» **Challenge 1**: Please show every line in the records below that contains the string “curved”.

# HP USB device not recognized



## DaddyDe (Jan 5, 2010)

Hello... I have an HP 500GB USB Personal Media Drive HD5000s That I have been using for a couple of years or so and I am now getting an error that the USB device is not recognized and the light on the drive just flashes... This same error happens whether I slide the drive into the HP Desktop slot or plug it into the Desktop's or Laptop's USB port via cable... I am a photographer and have over 150,000 important photos on this drive... I have a similar 300GB drive - This sounds mechanical or electrical unrelated to the drive itself so I am wondering if no other answer is known if there might be some way that I can take the drive itself out of it's 500GB case and place it in the 300GB case... I can't see an obvious way to open the cases to try and do the exchange????? Any help at all regarding this matter would be greatly appreciated...
Thank You


----------



## JimE (Apr 16, 2009)

If it isn't recognized in multiple computers, it is likely faulty. You can open the enclosure and try to directly connect the HDD inside another desktop. That will identify whether the inclosure or the drive itself is faulty.


----------



## Fergalcatski (Jul 31, 2008)

DaddyDe
You asked for advice on opening the case of your HP Personal Media Drives. I have 2 HP Personal Media Drives with 160GB discs. Assuming the design is similar to the 300 & 500GB drives you own then it is straigtforward (although not obvious!) On each side of the drive you will see a long narrow strip of black plastic. At one end is wraps around the end for about 1cm or less. Using your fingernail or a small, slender screwdriver, gently prise up the short piece of plastic to enable you to pull the complete strip out. It sits in a groove so don't force it. Do the same with the strip on the other side. You should then be able to take apart the the two metal sides of the case. I found with mine that as soon as the plastic strips were removed one of the side pieces came away immediately. The other had to be gently prised off. I hope this helps.


----------



## Fergalcatski (Jul 31, 2008)

Fergalcatski said:


> DaddyDe
> You asked for advice on opening the case of your HP Personal Media Drives. I have 2 HP Personal Media Drives with 160GB discs. Assuming the design is similar to the 300 & 500GB drives you own then it is straigtforward (although not obvious!) On each side of the drive you will see a long narrow strip of black plastic. At one end is wraps around the end for about 1cm or less. Using your fingernail or a small, slender screwdriver, gently prise up the short piece of plastic to enable you to pull the complete strip out. It sits in a groove so don't force it. Do the same with the strip on the other side. You should then be able to take apart the the two metal sides of the case. I found with mine that as soon as the plastic strips were removed one of the side pieces came away immediately. The other had to be gently prised off. I hope this helps.


----------



## njineer (May 12, 2010)

How did you make out with your drive? I had the exact same problem with my 500GB HP Personal Media Drive. Tore mine apart and found a seagate Barracuda drive inside which according to multiple searches has a firmware glitch that causes it not to be recognized. Once this happens, no way to access the drive through software on your PC, turning on and off, etc. There is however, a procedure to unlock the drive using a communication terminal program and some relatively simple electronics. Once the drive is unlocked, the data is unharmed and available (although the firmware should be upgraded to prevent the drive from locking up again). I haven't put any details on opening the drive nor the unlocking procedure here, but if you're still interested, let me know and I'll point you to some links that I found useful. cheers.


----------

» **Input material**:
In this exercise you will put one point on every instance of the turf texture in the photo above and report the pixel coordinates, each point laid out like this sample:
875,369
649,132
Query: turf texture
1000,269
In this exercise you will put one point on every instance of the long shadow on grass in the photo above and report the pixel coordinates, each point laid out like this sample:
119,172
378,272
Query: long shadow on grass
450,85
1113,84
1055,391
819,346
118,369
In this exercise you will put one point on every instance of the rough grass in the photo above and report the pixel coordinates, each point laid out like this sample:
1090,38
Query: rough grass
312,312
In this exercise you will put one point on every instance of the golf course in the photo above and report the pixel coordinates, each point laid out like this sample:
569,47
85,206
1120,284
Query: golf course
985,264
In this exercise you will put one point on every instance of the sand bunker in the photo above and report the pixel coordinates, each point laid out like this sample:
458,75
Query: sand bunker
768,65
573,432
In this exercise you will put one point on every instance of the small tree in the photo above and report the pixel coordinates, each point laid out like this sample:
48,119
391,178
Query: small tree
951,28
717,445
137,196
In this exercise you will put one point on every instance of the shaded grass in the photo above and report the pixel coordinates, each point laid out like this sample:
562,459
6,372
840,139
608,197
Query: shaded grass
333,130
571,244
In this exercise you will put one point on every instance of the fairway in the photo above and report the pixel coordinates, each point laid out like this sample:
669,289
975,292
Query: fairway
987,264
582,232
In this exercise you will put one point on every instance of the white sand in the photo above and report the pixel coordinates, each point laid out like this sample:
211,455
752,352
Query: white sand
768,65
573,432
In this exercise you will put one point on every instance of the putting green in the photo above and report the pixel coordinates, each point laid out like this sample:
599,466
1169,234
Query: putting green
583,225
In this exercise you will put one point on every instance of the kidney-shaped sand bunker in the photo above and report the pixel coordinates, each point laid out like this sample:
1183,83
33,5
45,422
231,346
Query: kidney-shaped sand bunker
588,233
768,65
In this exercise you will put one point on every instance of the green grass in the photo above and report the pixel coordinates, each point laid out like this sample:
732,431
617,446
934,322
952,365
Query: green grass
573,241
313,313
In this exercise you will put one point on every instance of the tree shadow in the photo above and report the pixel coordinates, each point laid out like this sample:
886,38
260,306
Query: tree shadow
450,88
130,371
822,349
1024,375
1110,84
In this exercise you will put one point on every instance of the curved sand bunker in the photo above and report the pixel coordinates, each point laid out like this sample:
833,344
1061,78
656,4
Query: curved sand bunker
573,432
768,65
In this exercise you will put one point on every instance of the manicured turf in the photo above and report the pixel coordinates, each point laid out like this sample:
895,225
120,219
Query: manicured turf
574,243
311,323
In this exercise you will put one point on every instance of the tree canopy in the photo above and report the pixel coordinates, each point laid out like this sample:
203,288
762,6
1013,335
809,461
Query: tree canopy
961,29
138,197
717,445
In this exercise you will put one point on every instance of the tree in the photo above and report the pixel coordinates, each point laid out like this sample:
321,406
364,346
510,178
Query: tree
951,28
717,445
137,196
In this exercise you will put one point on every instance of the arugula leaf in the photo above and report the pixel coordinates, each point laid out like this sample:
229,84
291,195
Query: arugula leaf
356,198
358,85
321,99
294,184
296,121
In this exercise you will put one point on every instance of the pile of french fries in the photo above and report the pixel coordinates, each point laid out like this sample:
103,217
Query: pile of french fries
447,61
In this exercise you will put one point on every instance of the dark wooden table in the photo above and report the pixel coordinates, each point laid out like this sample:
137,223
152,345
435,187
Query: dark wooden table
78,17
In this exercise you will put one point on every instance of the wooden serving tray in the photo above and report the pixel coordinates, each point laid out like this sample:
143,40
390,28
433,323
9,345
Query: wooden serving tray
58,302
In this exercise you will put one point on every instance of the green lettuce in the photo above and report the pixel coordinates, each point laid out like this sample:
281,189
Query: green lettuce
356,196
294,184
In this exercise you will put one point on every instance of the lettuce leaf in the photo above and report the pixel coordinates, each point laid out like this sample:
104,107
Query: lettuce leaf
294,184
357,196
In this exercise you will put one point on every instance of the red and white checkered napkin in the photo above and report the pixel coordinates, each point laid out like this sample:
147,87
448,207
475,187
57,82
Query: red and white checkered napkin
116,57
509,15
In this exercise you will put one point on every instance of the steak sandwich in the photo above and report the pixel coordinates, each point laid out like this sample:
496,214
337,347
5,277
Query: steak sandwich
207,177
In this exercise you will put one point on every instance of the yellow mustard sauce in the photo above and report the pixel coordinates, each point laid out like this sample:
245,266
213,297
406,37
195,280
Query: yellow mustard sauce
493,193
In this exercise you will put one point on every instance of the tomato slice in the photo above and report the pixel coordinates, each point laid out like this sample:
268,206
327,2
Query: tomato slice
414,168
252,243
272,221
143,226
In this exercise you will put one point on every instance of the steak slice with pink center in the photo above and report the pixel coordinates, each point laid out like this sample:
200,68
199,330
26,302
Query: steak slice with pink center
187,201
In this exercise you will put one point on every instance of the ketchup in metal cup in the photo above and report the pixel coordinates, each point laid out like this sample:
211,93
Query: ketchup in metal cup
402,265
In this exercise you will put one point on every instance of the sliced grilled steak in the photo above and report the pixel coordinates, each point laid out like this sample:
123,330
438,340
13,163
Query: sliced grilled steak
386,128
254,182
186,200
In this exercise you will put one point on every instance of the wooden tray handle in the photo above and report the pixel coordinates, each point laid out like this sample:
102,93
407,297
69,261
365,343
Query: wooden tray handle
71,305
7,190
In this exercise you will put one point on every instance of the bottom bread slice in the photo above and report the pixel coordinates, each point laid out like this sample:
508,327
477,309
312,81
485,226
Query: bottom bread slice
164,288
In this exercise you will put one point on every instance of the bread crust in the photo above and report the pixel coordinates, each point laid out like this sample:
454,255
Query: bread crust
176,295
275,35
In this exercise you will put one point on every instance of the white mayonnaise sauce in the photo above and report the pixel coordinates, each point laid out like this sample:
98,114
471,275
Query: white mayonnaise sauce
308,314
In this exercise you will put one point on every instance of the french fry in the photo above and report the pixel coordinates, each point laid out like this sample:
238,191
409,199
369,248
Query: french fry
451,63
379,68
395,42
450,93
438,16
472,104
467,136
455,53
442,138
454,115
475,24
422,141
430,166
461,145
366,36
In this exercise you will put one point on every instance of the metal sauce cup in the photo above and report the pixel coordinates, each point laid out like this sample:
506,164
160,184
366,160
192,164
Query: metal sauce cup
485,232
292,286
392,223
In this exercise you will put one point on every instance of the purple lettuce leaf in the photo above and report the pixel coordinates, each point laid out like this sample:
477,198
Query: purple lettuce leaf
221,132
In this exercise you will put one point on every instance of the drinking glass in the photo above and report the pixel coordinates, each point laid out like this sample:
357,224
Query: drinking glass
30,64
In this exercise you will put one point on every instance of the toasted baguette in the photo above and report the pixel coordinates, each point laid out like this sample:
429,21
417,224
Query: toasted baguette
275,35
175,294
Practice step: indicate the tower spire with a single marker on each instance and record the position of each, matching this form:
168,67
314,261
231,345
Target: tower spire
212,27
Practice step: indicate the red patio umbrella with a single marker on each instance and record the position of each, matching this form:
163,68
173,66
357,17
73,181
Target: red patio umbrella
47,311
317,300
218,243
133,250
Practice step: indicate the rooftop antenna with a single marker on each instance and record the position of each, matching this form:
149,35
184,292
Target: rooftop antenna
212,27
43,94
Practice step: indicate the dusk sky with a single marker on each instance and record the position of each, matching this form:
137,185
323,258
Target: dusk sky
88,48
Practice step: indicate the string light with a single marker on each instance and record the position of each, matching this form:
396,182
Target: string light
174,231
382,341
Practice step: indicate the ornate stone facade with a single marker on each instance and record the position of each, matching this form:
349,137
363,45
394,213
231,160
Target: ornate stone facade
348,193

» **Challenge 2**: Reproduce the HP drive thread from “If it isn't” up to and including “itself is faulty.”, renaming “HDD” to “hard disk”.

» **Full answer 1**:
In this exercise you will put one point on every instance of the curved sand bunker in the photo above and report the pixel coordinates, each point laid out like this sample:
Query: curved sand bunker

» **Full answer 2**:
If it isn't recognized in multiple computers, it is likely faulty. You can open the enclosure and try to directly connect the hard disk inside another desktop. That will identify whether the inclosure or the drive itself is faulty.